### Tugas Latihan
Ganti nama "Digul" menjadi "Digoel" dalam teks tentang perempuan adat Suku Awyu, lalu tuliskan kembali bagiannya mulai dari "Penulis: Oscar Ugipa" hingga dan termasuk "yang penuh risau.".

### Bagian Teks
(Ket: Mama Laurensia yang sedang menjala ikan di sungai Digoel. Sumber : Project Multatuli 2023)
(Sebuah Kisah Mama-Mama adat Suku Awyu Papua Selatan melawan koorporasi sawit dan terdampak perubahan iklim.)
Penulis: Oscar Ugipa | Mahasiswa Ilmu Komunikasi Unika Atma Jaya
Siang itu, nyanyian “Napiyee napiyoo kiso dego nereke niyabadii” menggemah di sepanjang sungai Digul dinyanyikan oleh seorang perempuan Suku Awyu, Mama Laurensia Yame, Perempuan adat Suku Awyu dari Kali Wosu, Kampung Ampera, Distrik Mandobo menyusuri sungai itu sembari mencerna kehidupan masa lalunya yang ditelan oleh korporasi sawit.
Ia mendayung perahu berukurang kecil yang memuat peralata pancing ikan, dari mata air sungai Digul ke arah muarah sambil membuang jaring ikan megikuti arus ke Wosu.
”Ini semua sudah berubah, pohon sudah tidak ada, sungai jadi kabur, ikan juga susah dapat. Kata perempuan itu sambil menengok kiri kanan sesekali sepanjang sungai itu dengan nada yang penuh risau.
Boven Digoel, Papua Selatan, sekitar 280.000 atau diperkiran empat kali Ibu Kota Jakarta hutan telah dialokasikan untuk diahlifungsikan menjadi perkebunan kelapa sawit melalui Proyek Tanah Merah. Tanah adat itu menjadi perebutan para investor Perusahaan seperti PT Indo Asiana Lestari, PT Menara Group, dan lainnya terlibat dalam pembukaan hutan ini. Namun, proyek ini menghadapi banyak masalah, termasuk pelanggaran hukum seperti manipulasi dokumen AMDAL dan pelibatan masyarakat adat tanpa persetujuan yang sah.
Kehidupan berubah sangat drastis semenjak adanya ekspansi kelapa sawit di Boven Digoel, lantaran terjadinya memecah belah suku suku terbesar di wilayah tersebut. Mereka yang setuju dengan alasan perusahan akan membantu memenuhi kebutuhan dan jaminan pekerjaan, sementara mereka yang menolak meyakini bahwa hutan sudah cukup untuk menghidupi mereka, sawit justru membawa penderitaan baru.

### Bagian Data
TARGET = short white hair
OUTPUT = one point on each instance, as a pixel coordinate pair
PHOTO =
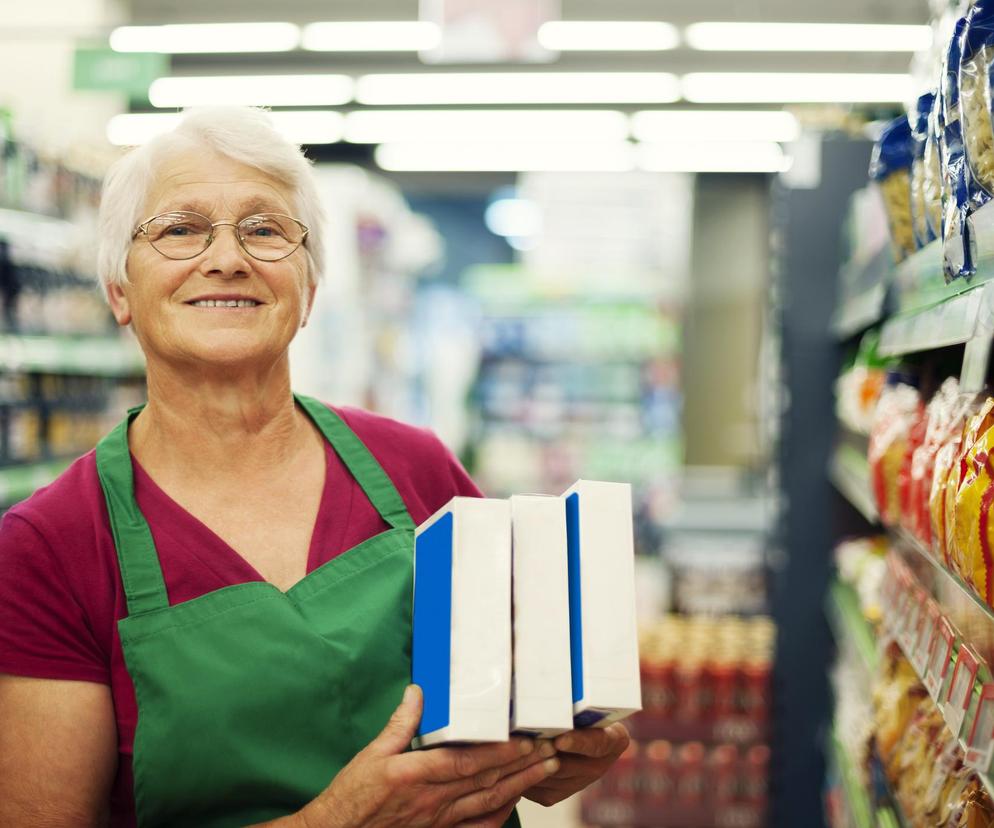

### Jawaban
Penulis: Oscar Ugipa | Mahasiswa Ilmu Komunikasi Unika Atma Jaya
Siang itu, nyanyian “Napiyee napiyoo kiso dego nereke niyabadii” menggemah di sepanjang sungai Digoel dinyanyikan oleh seorang perempuan Suku Awyu, Mama Laurensia Yame, Perempuan adat Suku Awyu dari Kali Wosu, Kampung Ampera, Distrik Mandobo menyusuri sungai itu sembari mencerna kehidupan masa lalunya yang ditelan oleh korporasi sawit.
Ia mendayung perahu berukurang kecil yang memuat peralata pancing ikan, dari mata air sungai Digoel ke arah muarah sambil membuang jaring ikan megikuti arus ke Wosu.
”Ini semua sudah berubah, pohon sudah tidak ada, sungai jadi kabur, ikan juga susah dapat. Kata perempuan itu sambil menengok kiri kanan sesekali sepanjang sungai itu dengan nada yang penuh risau.